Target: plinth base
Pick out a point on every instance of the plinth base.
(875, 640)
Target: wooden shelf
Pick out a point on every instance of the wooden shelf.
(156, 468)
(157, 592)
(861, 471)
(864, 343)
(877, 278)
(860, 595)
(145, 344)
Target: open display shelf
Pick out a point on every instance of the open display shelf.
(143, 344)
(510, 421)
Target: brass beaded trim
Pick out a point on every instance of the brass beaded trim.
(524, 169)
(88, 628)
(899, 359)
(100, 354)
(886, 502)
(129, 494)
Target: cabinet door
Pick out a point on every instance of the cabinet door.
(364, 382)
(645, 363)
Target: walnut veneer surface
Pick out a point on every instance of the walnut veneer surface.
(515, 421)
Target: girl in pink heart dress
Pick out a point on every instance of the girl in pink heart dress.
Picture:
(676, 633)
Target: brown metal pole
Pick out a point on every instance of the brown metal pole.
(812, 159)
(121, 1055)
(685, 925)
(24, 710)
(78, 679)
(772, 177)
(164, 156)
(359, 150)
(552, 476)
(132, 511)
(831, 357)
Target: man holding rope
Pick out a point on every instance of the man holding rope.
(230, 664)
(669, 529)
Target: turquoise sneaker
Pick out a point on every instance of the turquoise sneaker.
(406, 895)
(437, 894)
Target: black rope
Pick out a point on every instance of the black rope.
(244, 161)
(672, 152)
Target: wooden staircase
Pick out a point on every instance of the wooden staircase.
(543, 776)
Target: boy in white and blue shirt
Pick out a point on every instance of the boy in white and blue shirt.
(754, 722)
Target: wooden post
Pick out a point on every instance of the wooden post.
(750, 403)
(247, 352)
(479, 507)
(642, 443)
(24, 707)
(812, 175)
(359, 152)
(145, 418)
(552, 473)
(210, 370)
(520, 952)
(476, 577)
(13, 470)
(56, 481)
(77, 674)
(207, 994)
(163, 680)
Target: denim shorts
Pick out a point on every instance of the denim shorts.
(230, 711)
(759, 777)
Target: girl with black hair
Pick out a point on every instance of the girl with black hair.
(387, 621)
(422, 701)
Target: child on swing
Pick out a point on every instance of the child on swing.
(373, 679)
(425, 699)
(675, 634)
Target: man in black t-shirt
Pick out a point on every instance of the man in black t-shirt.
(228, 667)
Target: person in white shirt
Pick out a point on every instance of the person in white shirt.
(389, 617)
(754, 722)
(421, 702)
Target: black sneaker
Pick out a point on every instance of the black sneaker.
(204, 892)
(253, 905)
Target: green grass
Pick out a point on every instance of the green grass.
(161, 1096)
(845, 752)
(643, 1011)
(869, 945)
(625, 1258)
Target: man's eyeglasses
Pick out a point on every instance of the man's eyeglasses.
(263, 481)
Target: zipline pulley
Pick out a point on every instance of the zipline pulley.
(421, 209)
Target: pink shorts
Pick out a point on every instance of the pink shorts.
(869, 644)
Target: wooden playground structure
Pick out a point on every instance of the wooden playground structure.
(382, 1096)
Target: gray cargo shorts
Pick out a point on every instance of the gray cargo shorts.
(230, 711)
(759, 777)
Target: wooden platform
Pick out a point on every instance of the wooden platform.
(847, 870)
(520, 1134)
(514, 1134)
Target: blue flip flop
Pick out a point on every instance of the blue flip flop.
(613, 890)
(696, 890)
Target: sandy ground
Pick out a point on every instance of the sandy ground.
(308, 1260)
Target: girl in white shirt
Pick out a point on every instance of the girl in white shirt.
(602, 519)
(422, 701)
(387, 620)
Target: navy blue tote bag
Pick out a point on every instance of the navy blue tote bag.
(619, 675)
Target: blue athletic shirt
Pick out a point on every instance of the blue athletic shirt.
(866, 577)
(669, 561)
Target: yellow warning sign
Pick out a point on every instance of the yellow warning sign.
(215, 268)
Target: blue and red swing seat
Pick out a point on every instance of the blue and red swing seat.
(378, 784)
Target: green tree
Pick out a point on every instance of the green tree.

**The task**
The answer must be the same records, repeated exactly and in full.

**Exercise response**
Target: plinth base
Pick out a point on every instance of the plinth base.
(875, 640)
Target: wooden shelf
Pick out a point on every instance of the wooden shelf.
(156, 468)
(157, 592)
(861, 471)
(864, 343)
(877, 278)
(860, 595)
(145, 344)
Target: open display shelf
Pick out a point on every instance of the open display shelf.
(143, 344)
(510, 421)
Target: brass beaded trim
Pick out a point on every instance of the brass beaded trim.
(524, 169)
(88, 628)
(899, 359)
(100, 354)
(886, 502)
(129, 494)
Target: cabinet door
Pick out a point on every instance of the cabinet door.
(364, 382)
(645, 363)
Target: walnut veneer surface
Pick out a point on every instance of the walnut veneer surface.
(515, 421)
Target: girl in pink heart dress
Pick out a point on every instance of the girl in pink heart dress.
Picture:
(676, 633)
Target: brown metal pole
Pick out a point on every instance of the brown metal pole.
(812, 159)
(121, 1055)
(685, 925)
(24, 710)
(78, 679)
(772, 177)
(164, 156)
(359, 150)
(552, 476)
(132, 511)
(831, 357)
Target: man holding rope
Pick out a point on every instance of the man holding rope.
(230, 664)
(669, 529)
Target: turquoise sneaker
Pick out a point on every instance of the turquoise sneaker.
(406, 895)
(437, 894)
Target: black rope
Pick out a point on every instance of the black rope.
(244, 161)
(672, 152)
Target: wooden staircase
Pick out a point on every instance of the wooden staircase.
(543, 776)
Target: boy in white and blue shirt
Pick out a point on every instance of the boy in white and blue shirt.
(754, 722)
Target: wooden post
Pick out a point on every instance of the wooden post.
(750, 403)
(247, 352)
(479, 507)
(642, 443)
(24, 707)
(812, 175)
(359, 152)
(145, 418)
(552, 473)
(210, 370)
(520, 952)
(476, 577)
(13, 470)
(56, 481)
(77, 674)
(207, 994)
(163, 680)
Target: denim shorts
Pick out a point on every instance of the denim shorts.
(230, 711)
(759, 777)
Target: girl with black hair
Pick out a point on every instance of the girl with black hair.
(387, 621)
(422, 701)
Target: child on swing
Pick out a point on every instance of the child on swing.
(373, 679)
(425, 699)
(675, 634)
Target: man in black t-shirt
Pick out a point on every instance of the man in black t-shirt.
(228, 667)
Target: person in white shirt
Pick out a point on every instance of the person in white shirt.
(389, 617)
(754, 722)
(421, 702)
Target: black sneaker
Pick out a point on every instance of the black sneaker.
(204, 892)
(253, 905)
Target: green grass
Pick out a point on every instance of the green grass.
(161, 1096)
(845, 752)
(643, 1011)
(869, 945)
(625, 1258)
Target: man's eyeglasses
Pick out a point on every instance of the man's eyeglasses.
(263, 481)
Target: zipline pulley
Pick out a point on every instance of the zipline pulley.
(421, 209)
Target: pink shorts
Pick out a point on every instance of the pink shorts.
(869, 644)
Target: wooden playground structure
Pick out a point on every instance of the wooden playground structure.
(382, 1096)
Target: gray cargo shorts
Pick out a point on every instance of the gray cargo shorts.
(230, 711)
(759, 777)
Target: wooden platform
Pick out a point on every instance of the wooden platform.
(847, 870)
(520, 1134)
(514, 1134)
Target: blue flip flop
Pick out a point on every instance of the blue flip flop.
(613, 890)
(696, 890)
Target: sandy ground
Pick out a point on every instance of the sandy ground.
(308, 1260)
Target: girl in white shirt
Pick out a point on every instance of the girl in white shirt.
(602, 519)
(422, 701)
(387, 620)
Target: navy blue tote bag
Pick out a point on every instance of the navy blue tote bag.
(619, 675)
Target: blue athletic shirt
Pick out a point on every instance of the blue athletic shirt.
(866, 577)
(669, 561)
Target: yellow warning sign
Pick out a point on every instance of the yellow warning sign.
(215, 268)
Target: blue and red swing seat
Pick out a point on every instance of the blue and red swing seat.
(378, 784)
Target: green tree
Pick out a point on every instance of the green tree.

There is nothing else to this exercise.